## [Your assignment]
Please take the lines from the one holding "box: [229, 157, 363, 253]" through the one holding "158L344 154L307 173L291" in the data below and copy them exactly.

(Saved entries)
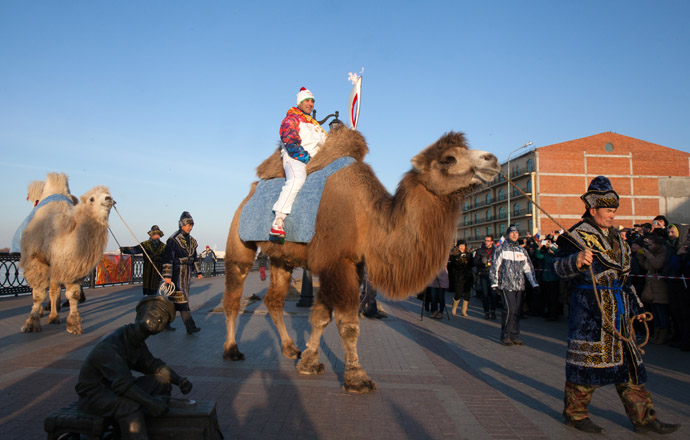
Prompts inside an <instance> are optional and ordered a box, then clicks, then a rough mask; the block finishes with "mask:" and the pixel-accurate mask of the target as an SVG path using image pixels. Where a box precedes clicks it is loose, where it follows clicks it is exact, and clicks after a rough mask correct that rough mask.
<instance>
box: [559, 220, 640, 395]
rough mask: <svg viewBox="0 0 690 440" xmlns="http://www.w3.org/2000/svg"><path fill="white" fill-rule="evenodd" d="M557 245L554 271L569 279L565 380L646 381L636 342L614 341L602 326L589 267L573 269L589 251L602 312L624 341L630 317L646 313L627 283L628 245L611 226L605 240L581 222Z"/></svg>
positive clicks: (634, 288)
mask: <svg viewBox="0 0 690 440" xmlns="http://www.w3.org/2000/svg"><path fill="white" fill-rule="evenodd" d="M558 245H559V248H560V249H561V251H560V252H559V253H558V256H557V257H556V258H554V270H555V272H556V274H558V276H559V277H561V278H565V279H569V280H570V285H569V286H570V318H569V320H568V353H567V356H566V367H565V370H566V379H567V380H568V381H569V382H572V383H575V384H578V385H590V386H599V385H606V384H617V383H623V382H628V381H632V382H634V383H637V384H642V383H644V382H645V381H646V380H647V373H646V370H645V368H644V365H643V363H642V357H641V355H640V351H639V350H638V348H637V346H636V345H635V344H634V343H629V342H624V341H622V340H621V339H619V338H616V337H615V336H614V335H613V332H612V329H611V328H610V327H609V326H608V325H606V324H602V316H601V312H600V310H599V306H598V305H597V300H596V298H595V297H594V294H595V291H594V289H593V287H592V279H591V275H590V271H589V268H586V267H585V268H583V270H579V269H577V266H576V265H575V261H576V259H577V253H578V252H580V250H581V249H585V248H589V249H590V250H592V252H593V253H594V258H593V262H592V269H593V272H594V276H595V279H596V283H597V292H596V293H597V294H598V295H599V297H600V299H601V303H602V308H603V310H604V313H605V314H606V315H607V316H608V317H609V320H610V322H612V323H613V325H614V326H616V327H617V328H618V329H619V331H620V333H621V334H623V335H624V336H626V337H627V336H628V335H627V330H626V323H627V321H628V319H629V318H630V317H631V316H635V315H638V314H640V313H642V312H644V309H643V306H642V302H641V301H640V299H639V298H638V296H637V294H636V292H635V288H634V287H633V286H632V285H631V284H630V280H629V279H628V274H629V272H630V258H631V257H630V247H629V246H628V244H627V242H626V241H625V240H623V239H622V238H621V237H620V236H619V234H618V232H617V231H615V230H614V229H613V228H611V229H609V230H608V237H607V236H605V235H604V233H603V232H602V231H601V229H599V228H598V227H597V226H596V225H595V224H593V223H591V222H589V221H587V220H583V221H581V222H579V223H577V224H576V225H574V226H573V227H572V228H570V230H569V232H568V234H564V235H561V236H560V237H559V239H558Z"/></svg>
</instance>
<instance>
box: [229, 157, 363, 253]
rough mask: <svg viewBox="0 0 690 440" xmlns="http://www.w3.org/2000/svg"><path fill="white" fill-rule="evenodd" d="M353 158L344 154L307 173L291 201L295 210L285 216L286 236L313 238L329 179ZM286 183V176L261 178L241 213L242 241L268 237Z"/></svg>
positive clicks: (266, 238) (303, 242)
mask: <svg viewBox="0 0 690 440" xmlns="http://www.w3.org/2000/svg"><path fill="white" fill-rule="evenodd" d="M354 161H355V159H354V158H352V157H349V156H345V157H341V158H338V159H336V160H334V161H333V162H331V163H330V164H328V165H327V166H325V167H324V168H322V169H320V170H318V171H314V172H313V173H311V174H309V175H307V180H306V181H305V182H304V185H303V186H302V189H300V191H299V193H298V194H297V198H296V199H295V203H294V204H293V205H292V212H291V213H290V215H288V216H287V217H286V218H285V240H287V241H293V242H297V243H309V242H310V241H311V239H312V237H313V236H314V229H315V228H316V213H317V212H318V210H319V204H320V202H321V195H322V194H323V188H324V186H325V185H326V179H328V177H329V176H330V175H331V174H333V173H335V172H336V171H338V170H340V169H342V168H345V167H346V166H348V165H350V164H352V163H353V162H354ZM284 183H285V178H282V177H280V178H276V179H270V180H260V181H259V183H258V185H257V186H256V191H254V194H253V195H252V198H251V199H249V201H248V202H247V204H246V205H244V208H242V213H241V214H240V228H239V233H240V239H242V241H268V239H269V234H268V233H269V231H270V230H271V224H272V223H273V219H274V218H275V214H274V213H273V205H274V204H275V202H276V201H277V200H278V196H280V191H281V189H282V188H283V184H284Z"/></svg>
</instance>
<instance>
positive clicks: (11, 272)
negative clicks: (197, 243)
mask: <svg viewBox="0 0 690 440" xmlns="http://www.w3.org/2000/svg"><path fill="white" fill-rule="evenodd" d="M19 259H20V255H19V254H8V253H0V297H3V296H12V295H14V296H19V295H22V294H29V293H31V286H29V283H27V281H26V279H24V276H23V272H22V270H21V269H20V268H19ZM130 261H131V262H132V270H131V271H130V278H129V280H126V281H123V282H115V283H107V282H106V283H98V284H96V268H94V269H93V270H92V271H91V273H90V274H89V275H87V276H86V278H84V280H83V281H82V287H84V288H96V287H104V286H117V285H122V284H139V283H141V282H143V279H144V256H143V255H132V259H131V260H130ZM200 264H202V265H203V263H200ZM224 273H225V262H224V261H223V260H222V259H218V261H215V262H214V263H213V270H212V272H211V276H218V275H223V274H224Z"/></svg>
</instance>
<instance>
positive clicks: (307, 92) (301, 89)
mask: <svg viewBox="0 0 690 440" xmlns="http://www.w3.org/2000/svg"><path fill="white" fill-rule="evenodd" d="M305 99H314V94H313V93H312V92H310V91H309V90H308V89H307V88H306V87H302V88H301V89H299V93H298V94H297V105H300V104H301V103H302V101H304V100H305Z"/></svg>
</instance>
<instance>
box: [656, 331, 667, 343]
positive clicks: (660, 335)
mask: <svg viewBox="0 0 690 440" xmlns="http://www.w3.org/2000/svg"><path fill="white" fill-rule="evenodd" d="M666 341H668V329H667V328H664V329H661V330H659V339H657V341H656V343H657V344H659V345H663V344H665V343H666Z"/></svg>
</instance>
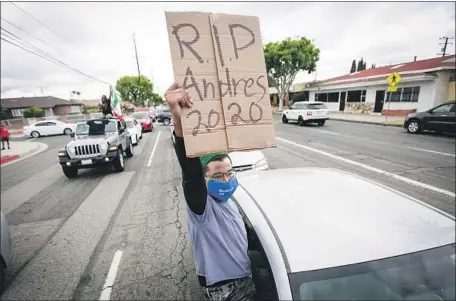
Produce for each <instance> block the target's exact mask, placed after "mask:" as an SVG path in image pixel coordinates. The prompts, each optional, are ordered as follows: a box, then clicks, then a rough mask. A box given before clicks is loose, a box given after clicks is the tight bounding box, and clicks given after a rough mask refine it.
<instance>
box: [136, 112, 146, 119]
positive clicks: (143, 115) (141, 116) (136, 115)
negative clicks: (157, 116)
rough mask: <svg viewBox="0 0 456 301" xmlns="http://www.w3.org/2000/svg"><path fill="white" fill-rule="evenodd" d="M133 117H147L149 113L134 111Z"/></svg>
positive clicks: (139, 118)
mask: <svg viewBox="0 0 456 301" xmlns="http://www.w3.org/2000/svg"><path fill="white" fill-rule="evenodd" d="M133 117H134V118H136V119H144V118H149V113H148V112H141V113H134V114H133Z"/></svg>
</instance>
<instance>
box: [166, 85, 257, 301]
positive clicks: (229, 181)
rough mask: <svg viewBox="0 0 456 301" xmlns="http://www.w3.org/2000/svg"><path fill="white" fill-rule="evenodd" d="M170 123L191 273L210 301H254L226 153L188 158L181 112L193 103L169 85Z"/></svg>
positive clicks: (245, 232) (231, 167) (172, 85)
mask: <svg viewBox="0 0 456 301" xmlns="http://www.w3.org/2000/svg"><path fill="white" fill-rule="evenodd" d="M165 98H166V102H167V103H168V106H169V108H170V111H171V114H172V119H173V122H174V133H173V135H174V136H175V151H176V155H177V158H178V161H179V164H180V166H181V168H182V178H183V181H182V186H183V189H184V196H185V200H186V202H187V214H188V228H189V235H190V239H191V242H192V250H193V259H194V263H195V268H196V274H197V275H198V280H199V283H200V285H201V286H203V287H204V288H205V294H206V297H207V298H208V299H210V300H253V299H254V296H255V287H254V284H253V281H252V277H251V263H250V259H249V256H248V254H247V252H248V239H247V232H246V228H245V225H244V221H243V219H242V216H241V215H240V213H239V211H238V209H237V207H236V205H235V204H234V203H233V201H231V200H230V198H231V196H232V195H233V193H234V191H235V190H236V188H237V185H238V182H237V178H236V172H235V171H234V170H233V168H232V165H231V161H230V158H229V157H228V155H227V154H226V153H217V154H209V155H203V156H201V157H199V158H198V157H194V158H189V157H187V155H186V149H185V144H184V139H183V129H182V123H181V111H182V109H183V108H191V107H192V105H193V101H192V100H191V99H190V97H189V95H188V94H187V92H186V91H185V89H184V88H183V87H182V86H181V85H179V84H177V83H174V84H173V85H171V87H170V88H169V89H168V90H167V91H166V93H165Z"/></svg>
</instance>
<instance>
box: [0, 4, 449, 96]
mask: <svg viewBox="0 0 456 301" xmlns="http://www.w3.org/2000/svg"><path fill="white" fill-rule="evenodd" d="M15 4H16V5H17V6H19V7H21V8H22V9H23V10H25V11H26V12H28V13H30V14H31V15H32V16H34V17H35V18H36V19H37V20H38V21H39V22H41V24H40V23H38V22H37V21H36V20H34V19H33V18H32V17H31V16H30V15H28V14H26V13H24V12H23V11H21V10H20V9H18V8H17V7H15V6H14V5H12V4H11V3H9V2H2V3H1V17H2V20H1V27H2V29H3V30H2V37H4V35H3V34H6V35H9V34H8V33H6V32H5V31H4V30H7V31H8V32H10V33H11V34H14V35H16V36H17V37H19V38H21V39H22V40H23V41H25V42H29V43H31V44H32V45H34V46H35V47H37V48H39V49H40V50H42V51H44V52H46V53H48V54H50V55H52V56H53V57H54V58H56V59H58V60H60V61H61V62H64V63H66V64H67V65H69V66H70V67H72V68H75V69H78V70H80V71H82V72H83V73H85V74H87V75H90V76H91V77H94V78H96V79H98V80H100V81H102V82H105V83H110V84H112V85H114V86H115V83H116V81H117V79H118V78H120V77H122V76H125V75H137V66H136V60H135V52H134V44H133V34H135V36H136V44H137V49H138V55H139V63H140V70H141V74H143V75H145V76H147V77H148V78H149V79H151V80H152V82H153V84H154V89H155V90H156V91H157V92H158V93H160V94H163V93H164V91H165V90H166V89H167V87H168V86H169V85H170V84H171V83H172V81H173V78H174V75H173V69H172V63H171V56H170V53H169V42H168V33H167V28H166V20H165V14H164V12H165V11H205V12H215V13H228V14H242V15H252V16H257V17H259V19H260V25H261V34H262V38H263V44H266V43H268V42H275V41H281V40H283V39H285V38H287V37H291V38H295V37H301V36H304V37H306V38H308V39H311V40H313V43H314V44H315V45H316V46H317V47H318V48H319V49H320V60H319V62H318V64H317V72H316V74H315V73H312V74H307V73H306V72H302V73H300V74H299V75H298V76H297V77H296V80H295V83H297V82H306V81H312V80H314V79H315V78H317V80H324V79H327V78H331V77H335V76H340V75H344V74H346V73H348V72H349V71H350V67H351V63H352V60H353V59H357V60H359V59H361V58H364V60H366V61H367V65H368V66H370V65H371V64H372V63H375V64H376V65H377V66H381V65H389V64H390V63H392V64H395V63H403V62H409V61H413V58H414V56H417V59H418V60H419V59H426V58H432V57H436V56H437V53H439V52H440V51H441V45H439V43H440V42H442V40H439V37H442V36H449V37H454V36H455V22H456V19H455V10H456V7H455V2H350V3H344V2H333V3H330V2H263V3H260V2H242V3H241V2H230V3H226V2H223V3H221V2H219V3H217V2H211V3H208V2H206V3H203V2H199V3H196V2H191V3H189V2H187V3H185V2H184V3H175V2H174V3H172V2H162V3H146V2H135V3H129V2H113V3H110V2H92V3H91V2H45V3H44V2H26V3H23V2H15ZM5 20H6V21H9V22H11V23H13V24H14V25H15V26H18V27H20V28H21V29H23V30H24V31H26V33H25V32H23V31H21V30H19V29H17V28H16V27H14V26H13V25H11V24H10V23H8V22H6V21H5ZM36 38H38V39H39V40H38V39H36ZM452 42H453V45H449V46H448V48H447V52H448V53H450V54H454V53H455V47H454V44H455V40H452ZM102 82H99V81H96V80H94V79H91V78H88V77H85V76H83V75H81V74H79V73H77V72H75V71H73V70H70V69H68V68H64V67H62V66H59V65H56V64H54V63H51V62H48V61H46V60H44V59H42V58H40V57H37V56H35V55H33V54H30V53H28V52H26V51H24V50H22V49H20V48H17V47H15V46H13V45H11V44H9V43H7V42H5V41H3V40H2V41H1V97H2V98H7V97H22V96H24V97H29V96H41V95H45V96H48V95H49V96H55V97H61V98H65V99H68V98H70V96H71V91H79V92H81V95H80V96H79V99H99V98H100V97H101V95H102V94H107V93H108V92H109V86H108V85H107V84H105V83H102ZM77 99H78V98H77Z"/></svg>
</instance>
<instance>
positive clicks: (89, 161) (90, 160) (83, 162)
mask: <svg viewBox="0 0 456 301" xmlns="http://www.w3.org/2000/svg"><path fill="white" fill-rule="evenodd" d="M81 164H82V165H89V164H92V160H91V159H88V160H81Z"/></svg>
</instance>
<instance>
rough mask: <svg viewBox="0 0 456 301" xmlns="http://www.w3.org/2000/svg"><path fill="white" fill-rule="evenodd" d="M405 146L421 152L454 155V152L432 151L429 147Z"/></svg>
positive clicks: (443, 154)
mask: <svg viewBox="0 0 456 301" xmlns="http://www.w3.org/2000/svg"><path fill="white" fill-rule="evenodd" d="M407 148H409V149H414V150H418V151H422V152H428V153H434V154H439V155H444V156H451V157H455V155H454V154H449V153H442V152H437V151H433V150H430V149H424V148H417V147H407Z"/></svg>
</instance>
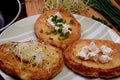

## [Output]
box: [229, 157, 363, 253]
rough mask: <svg viewBox="0 0 690 440" xmlns="http://www.w3.org/2000/svg"><path fill="white" fill-rule="evenodd" d="M353 158L344 154L307 173L291 201L295 210L285 216L286 236L313 238L329 179ZM286 183V176L261 178L241 213L242 241L268 237Z"/></svg>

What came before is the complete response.